** BEGIN Source records **
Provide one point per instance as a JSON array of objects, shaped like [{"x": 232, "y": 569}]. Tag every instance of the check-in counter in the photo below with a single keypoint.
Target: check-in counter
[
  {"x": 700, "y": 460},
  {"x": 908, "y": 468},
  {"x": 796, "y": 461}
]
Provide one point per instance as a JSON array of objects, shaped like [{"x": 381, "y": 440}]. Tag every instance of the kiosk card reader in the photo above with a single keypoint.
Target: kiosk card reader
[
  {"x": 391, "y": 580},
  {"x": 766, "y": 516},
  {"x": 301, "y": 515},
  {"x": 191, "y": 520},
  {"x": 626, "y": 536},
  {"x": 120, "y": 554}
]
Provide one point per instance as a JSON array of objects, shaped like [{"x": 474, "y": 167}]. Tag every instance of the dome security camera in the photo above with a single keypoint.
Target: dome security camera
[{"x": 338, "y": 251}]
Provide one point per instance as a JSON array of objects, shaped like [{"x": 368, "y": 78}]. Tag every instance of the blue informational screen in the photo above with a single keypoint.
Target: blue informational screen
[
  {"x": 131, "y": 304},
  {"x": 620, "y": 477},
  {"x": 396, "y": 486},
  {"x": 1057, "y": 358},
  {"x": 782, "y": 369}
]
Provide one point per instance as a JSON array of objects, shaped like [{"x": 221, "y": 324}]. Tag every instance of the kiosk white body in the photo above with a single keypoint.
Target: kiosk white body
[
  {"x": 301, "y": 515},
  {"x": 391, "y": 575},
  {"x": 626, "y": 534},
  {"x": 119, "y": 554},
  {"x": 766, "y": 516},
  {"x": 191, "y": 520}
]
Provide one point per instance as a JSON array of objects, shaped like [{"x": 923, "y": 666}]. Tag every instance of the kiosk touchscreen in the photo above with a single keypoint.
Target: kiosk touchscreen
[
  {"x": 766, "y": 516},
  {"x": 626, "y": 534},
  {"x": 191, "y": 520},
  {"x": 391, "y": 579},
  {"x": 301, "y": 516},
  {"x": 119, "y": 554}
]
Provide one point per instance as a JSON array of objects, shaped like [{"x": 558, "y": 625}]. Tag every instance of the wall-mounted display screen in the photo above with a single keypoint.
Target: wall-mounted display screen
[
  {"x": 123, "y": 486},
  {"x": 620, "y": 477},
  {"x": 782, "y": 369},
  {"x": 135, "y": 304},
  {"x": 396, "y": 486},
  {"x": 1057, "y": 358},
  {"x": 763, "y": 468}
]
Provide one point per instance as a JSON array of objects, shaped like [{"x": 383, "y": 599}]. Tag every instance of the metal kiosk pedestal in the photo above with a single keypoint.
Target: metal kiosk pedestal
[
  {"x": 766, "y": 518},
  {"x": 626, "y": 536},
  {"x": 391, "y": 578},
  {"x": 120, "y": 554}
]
** END Source records **
Directions: Copy the listing above line for line, without changing anything.

Correct result:
Provide one point per instance as a JSON array of objects, shaped like [{"x": 232, "y": 569}]. Tag every instance of the check-in counter in the photo below with a single keypoint.
Target: check-in counter
[
  {"x": 700, "y": 460},
  {"x": 908, "y": 468},
  {"x": 796, "y": 461}
]
Provide one point per instance as a JSON array of objects, shaped like [{"x": 381, "y": 440}]. Tag every instance of the kiosk card reader in the photo above with a single keypoint.
Target: kiosk card reader
[
  {"x": 391, "y": 580},
  {"x": 766, "y": 516},
  {"x": 301, "y": 515},
  {"x": 191, "y": 520},
  {"x": 626, "y": 536},
  {"x": 120, "y": 554}
]
Provide one point per instance as a JSON array of objects, shaped like [{"x": 474, "y": 167}]. Tag every instance of the dome security camera in the photo above with a single keypoint.
Target: dome security camera
[{"x": 338, "y": 251}]
Provide one point per instance as a JSON array of objects, shaped like [{"x": 368, "y": 78}]. Tag every instance of the blue informational screen in the photo above with a single keypoint.
Target: blue informational screen
[
  {"x": 131, "y": 304},
  {"x": 620, "y": 477},
  {"x": 396, "y": 486},
  {"x": 1057, "y": 358},
  {"x": 782, "y": 369}
]
Provide one point per instance as a JSON array of objects, shaped like [{"x": 221, "y": 324}]. Tag every instance of the kiosk white body in the photo above with a single keypoint.
Target: kiosk white body
[
  {"x": 301, "y": 515},
  {"x": 391, "y": 575},
  {"x": 626, "y": 534},
  {"x": 119, "y": 554},
  {"x": 766, "y": 516},
  {"x": 191, "y": 520}
]
Provide one point per instance as a JSON array of objects, shaped like [{"x": 923, "y": 666}]. Tag every instance of the kiosk touchscreen in the photo above with a single keypoint.
Target: kiosk touchscreen
[
  {"x": 766, "y": 516},
  {"x": 626, "y": 534},
  {"x": 191, "y": 520},
  {"x": 391, "y": 579},
  {"x": 301, "y": 516},
  {"x": 119, "y": 554}
]
Provide one point per instance as a JSON array of objects, shaped like [{"x": 558, "y": 625}]. Tag every instance of the wall-mounted display screen in the photo above with a single keypoint.
Target: wall-mounted display screen
[
  {"x": 123, "y": 486},
  {"x": 620, "y": 477},
  {"x": 782, "y": 369},
  {"x": 135, "y": 304},
  {"x": 396, "y": 486},
  {"x": 1057, "y": 358},
  {"x": 763, "y": 468}
]
Provide one point per instance as a JSON array of objects, shaped like [{"x": 383, "y": 599}]. Tag every instance of the metal kiosk pedestal in the photo above with a single keypoint.
Target: metal kiosk pedestal
[
  {"x": 766, "y": 518},
  {"x": 626, "y": 536},
  {"x": 391, "y": 578},
  {"x": 120, "y": 554}
]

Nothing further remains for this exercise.